» **WORK TO COMPLETE**: For each line below that contains the word "bare", make a copy.

*** Opening DATA SECTION ***

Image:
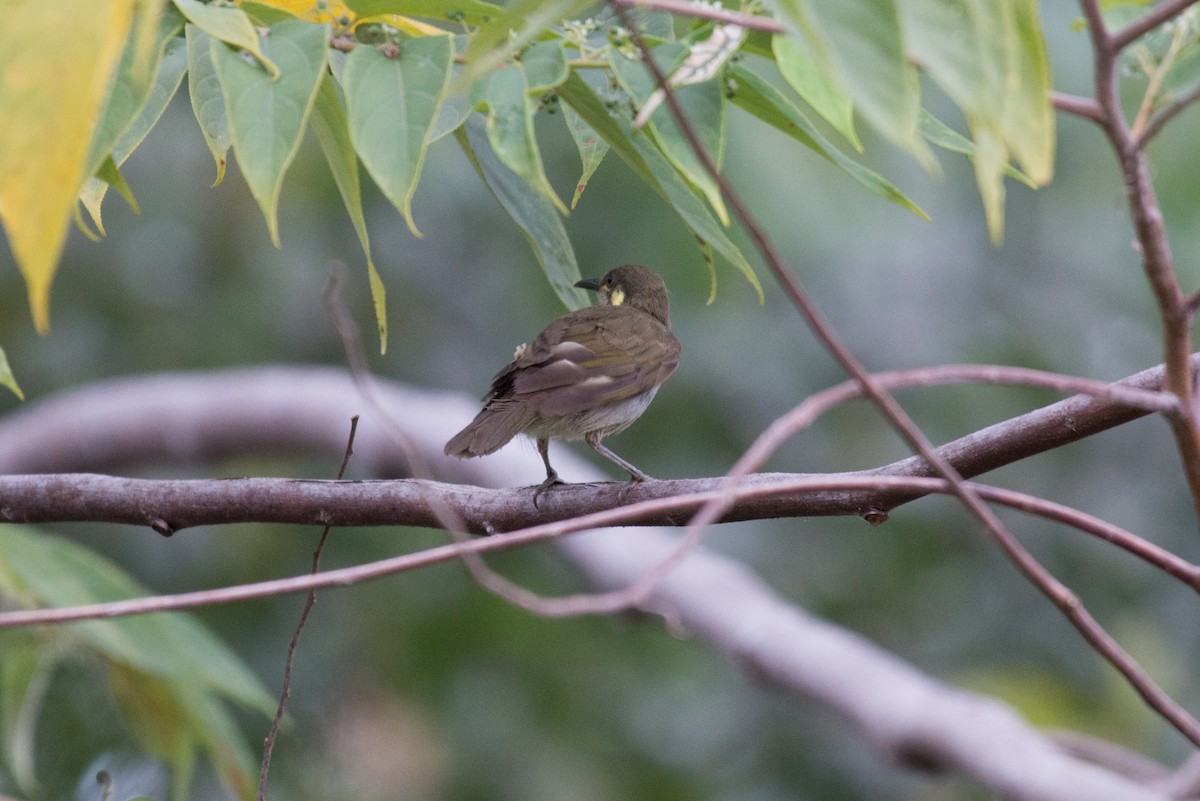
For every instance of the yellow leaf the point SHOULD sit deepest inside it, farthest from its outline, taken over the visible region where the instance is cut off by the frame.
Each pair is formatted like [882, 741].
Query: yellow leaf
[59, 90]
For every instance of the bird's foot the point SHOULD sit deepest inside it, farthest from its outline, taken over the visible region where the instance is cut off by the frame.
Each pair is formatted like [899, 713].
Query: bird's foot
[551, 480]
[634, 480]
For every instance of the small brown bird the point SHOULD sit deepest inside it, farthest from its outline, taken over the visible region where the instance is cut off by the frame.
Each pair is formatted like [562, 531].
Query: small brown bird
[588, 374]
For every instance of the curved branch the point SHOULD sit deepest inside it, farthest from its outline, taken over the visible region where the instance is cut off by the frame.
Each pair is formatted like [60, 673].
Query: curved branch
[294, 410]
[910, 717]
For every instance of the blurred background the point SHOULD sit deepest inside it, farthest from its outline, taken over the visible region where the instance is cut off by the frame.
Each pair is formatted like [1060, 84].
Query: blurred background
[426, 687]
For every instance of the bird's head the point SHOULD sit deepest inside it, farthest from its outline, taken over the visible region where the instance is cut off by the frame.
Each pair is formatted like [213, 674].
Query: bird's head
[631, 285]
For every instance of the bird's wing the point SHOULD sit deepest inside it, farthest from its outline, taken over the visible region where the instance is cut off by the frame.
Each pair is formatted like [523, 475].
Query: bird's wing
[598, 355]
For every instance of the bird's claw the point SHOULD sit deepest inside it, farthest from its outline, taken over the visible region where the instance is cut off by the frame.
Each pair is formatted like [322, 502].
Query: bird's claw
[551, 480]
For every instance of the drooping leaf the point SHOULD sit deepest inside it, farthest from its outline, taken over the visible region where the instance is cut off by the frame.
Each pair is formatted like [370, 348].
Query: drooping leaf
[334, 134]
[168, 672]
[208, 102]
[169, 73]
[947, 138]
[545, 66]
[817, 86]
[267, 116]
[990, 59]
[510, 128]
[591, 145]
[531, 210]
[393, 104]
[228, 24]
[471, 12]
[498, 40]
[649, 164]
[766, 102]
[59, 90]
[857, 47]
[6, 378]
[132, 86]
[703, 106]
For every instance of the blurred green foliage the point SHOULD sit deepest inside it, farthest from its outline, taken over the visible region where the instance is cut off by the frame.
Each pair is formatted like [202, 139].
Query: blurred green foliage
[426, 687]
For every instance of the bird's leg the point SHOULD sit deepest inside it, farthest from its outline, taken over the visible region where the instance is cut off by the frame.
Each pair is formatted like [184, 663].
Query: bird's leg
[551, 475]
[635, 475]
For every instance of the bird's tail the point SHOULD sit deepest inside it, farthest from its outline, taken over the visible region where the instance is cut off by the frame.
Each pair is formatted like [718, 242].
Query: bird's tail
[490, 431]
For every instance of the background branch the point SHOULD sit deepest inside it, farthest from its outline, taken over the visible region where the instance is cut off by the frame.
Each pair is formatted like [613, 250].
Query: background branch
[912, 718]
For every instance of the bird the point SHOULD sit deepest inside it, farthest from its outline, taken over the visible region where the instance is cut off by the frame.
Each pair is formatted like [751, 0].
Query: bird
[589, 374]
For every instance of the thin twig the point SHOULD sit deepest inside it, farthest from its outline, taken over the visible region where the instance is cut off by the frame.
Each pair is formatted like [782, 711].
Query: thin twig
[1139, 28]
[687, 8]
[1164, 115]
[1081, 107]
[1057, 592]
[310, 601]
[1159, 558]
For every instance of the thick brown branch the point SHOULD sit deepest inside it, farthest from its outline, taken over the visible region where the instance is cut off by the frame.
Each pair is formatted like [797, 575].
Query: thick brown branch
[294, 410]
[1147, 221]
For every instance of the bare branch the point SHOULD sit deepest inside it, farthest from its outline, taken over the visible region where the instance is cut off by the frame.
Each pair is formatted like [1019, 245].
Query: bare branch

*** Closing DATA SECTION ***

» **THE ANSWER**:
For every instance of the bare branch the point SHOULD sit deepest inside it, farthest from its outline, taken over the visible region where the instance is cut off by the frame.
Query: bare branch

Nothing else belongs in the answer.